→ AUSGEWÄHLTER TEXT:
***

Lesbische, schwule, queere Filme kamen 2015 ins Domstadtkino! Dabei wurden einerseits Filme gezeigt, die kaum noch in Kinos zu sehen sind, wie etwa „Stadt der verlorenen Seelen” von Rosa von Praunheim. Gleichzeitig kamen aktuelle Filme hinzu. Es gab jeweils einen Doppelpack, der regional und überregional interessant war. Durchgeführt wurde die Reihe in Kooperation von Domstadtkino, Hochschule Merseburg und Heinrich-Böll-Stiftung Sachsen-Anhalt.
Das Programm:
26. Februar 2015 (Donnerstag) | 19:30 | Faustrecht der Freiheit (Fassbinder) |
22:00 | Pride | |
23. April 2015 (Donnerstag) | 19:30 | Freak Orlando |
22:00 | Sturmland | |
25. Juni 2015 (Donnerstag) | 19:30 | Stadt der verlorenen Seelen (Praunheim) |
22:00 | Mommy (Xavier Dolan) | |
27. August 2015 (Donnerstag) | 19:30 | Taxi zum Klo |
22:00 | Interior. Leather Bar | |
29. Oktober 2015 (Donnerstag) | 19:30 | Berlin, Ecke Schönhauser (DDR 1957) |
22:00 | Tiefe Wasser | |
17. Dezember 2015 (Donnerstag) | 19:30 | Milk |
22:00 | Alles ist Liebe (Weihnachtskomödie) |
- 17.12.2015, 19.30 Uhr: Milk (USA 2008, Regie: Gus Van Sant, 128 min)Der US-amerikanische Bürgerrechtler Harvey Milk (Sean Penn) wird als erster offen Schwuler in ein öffentliches Amt gewählt. Der Film basiert auf seiner Biografie und zeigt die institutionelle, aber auch gesellschaftliche Intoleranz gegenüber Lesben und Schwulen im Amerika der 1970er. So scheitern einige seiner Kandidaturen und seine Beziehung geht über seine politischen Bestrebungen in die Brüche. Milk setzt sich trotz starker Rückschläge unermüdlich für die Rechte Homosexueller ein, besonders im Stadtteil Castro, in San Francisco, wo er selbst wohnt. Doch der Bürgerrechtler macht sich nicht nur Feinde, auch enge Freundschaften begleiten seinen Weg und helfen ihm bei seinen Wahlkampagnen.
- 17.12.2015, 22.00 Uhr: Alles ist Liebe (Deutschland 2014, Regie: Markus Goller, 120 min)

***

→ BEREITGESTELLTE EINTRÄGE:
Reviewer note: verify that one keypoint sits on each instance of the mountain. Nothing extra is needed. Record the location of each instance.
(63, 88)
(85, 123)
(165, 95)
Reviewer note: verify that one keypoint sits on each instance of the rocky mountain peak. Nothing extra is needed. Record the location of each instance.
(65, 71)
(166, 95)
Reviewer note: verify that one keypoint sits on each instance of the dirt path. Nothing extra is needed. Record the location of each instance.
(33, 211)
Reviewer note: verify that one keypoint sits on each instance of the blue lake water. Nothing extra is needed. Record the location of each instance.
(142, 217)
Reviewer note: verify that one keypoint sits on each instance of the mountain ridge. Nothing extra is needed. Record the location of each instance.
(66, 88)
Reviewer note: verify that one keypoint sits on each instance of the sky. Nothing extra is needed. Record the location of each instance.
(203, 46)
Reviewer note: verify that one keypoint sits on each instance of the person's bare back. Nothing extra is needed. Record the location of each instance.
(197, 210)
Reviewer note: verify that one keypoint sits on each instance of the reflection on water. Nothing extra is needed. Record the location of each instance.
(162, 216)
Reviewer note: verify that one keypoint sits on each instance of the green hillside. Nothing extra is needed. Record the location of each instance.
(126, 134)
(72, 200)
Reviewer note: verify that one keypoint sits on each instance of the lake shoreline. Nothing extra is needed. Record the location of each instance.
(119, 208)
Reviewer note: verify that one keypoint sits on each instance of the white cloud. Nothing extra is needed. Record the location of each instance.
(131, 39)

***

→ AUFGABEN:
**1)** Wiederholen Sie unverändert die Einträge, beginnend mit der Zeile, die „of the reflection“ enthält, und endend mit der letzten Zeile der Einträge, beide einschließlich.
**2)** Schreiben Sie den ausgewählten Text im Anschluss an seinen letzten Satz weiter.
Der ausgewählte Text und die Einträge sind voneinander unabhängiges Material.

→ ERWARTETE ERGEBNISSE:
**1)**
Reviewer note: verify that one keypoint sits on each instance of the reflection on water. Nothing extra is needed. Record the location of each instance.
(162, 216)
Reviewer note: verify that one keypoint sits on each instance of the green hillside. Nothing extra is needed. Record the location of each instance.
(126, 134)
(72, 200)
Reviewer note: verify that one keypoint sits on each instance of the lake shoreline. Nothing extra is needed. Record the location of each instance.
(119, 208)
Reviewer note: verify that one keypoint sits on each instance of the white cloud. Nothing extra is needed. Record the location of each instance.
(131, 39)

**2)**
Die Liebe finden – das ist der Konsens des Films. Nur hat jeder seine eigenen Probleme damit. Martin verlässt Alice, Hannes will Clara zurück, Kiki sucht den perfekten Mann, Klaus und Viktor wollen heiraten und Kerem ist bereits verheiratet und versucht trotz wenig Geld seiner Familie ein schönes Fest zu ermöglichen. In mehreren kleinen Beziehungsgeschichten zeigen sich die Wünsche, Träume und eben auch Unzulänglichkeiten, die das Verliebtsein so mit sich bringen. In Kombination mit der ohnehin schon aufgewühlten Weihnachtszeit ergeben sich wehmütige, aber auch lustige Situationen. - 29.10.2015, 19.30 Uhr: Berlin, Ecke Schönhauser (DDR 1957, Regie: Gerhard Klein, 81 min)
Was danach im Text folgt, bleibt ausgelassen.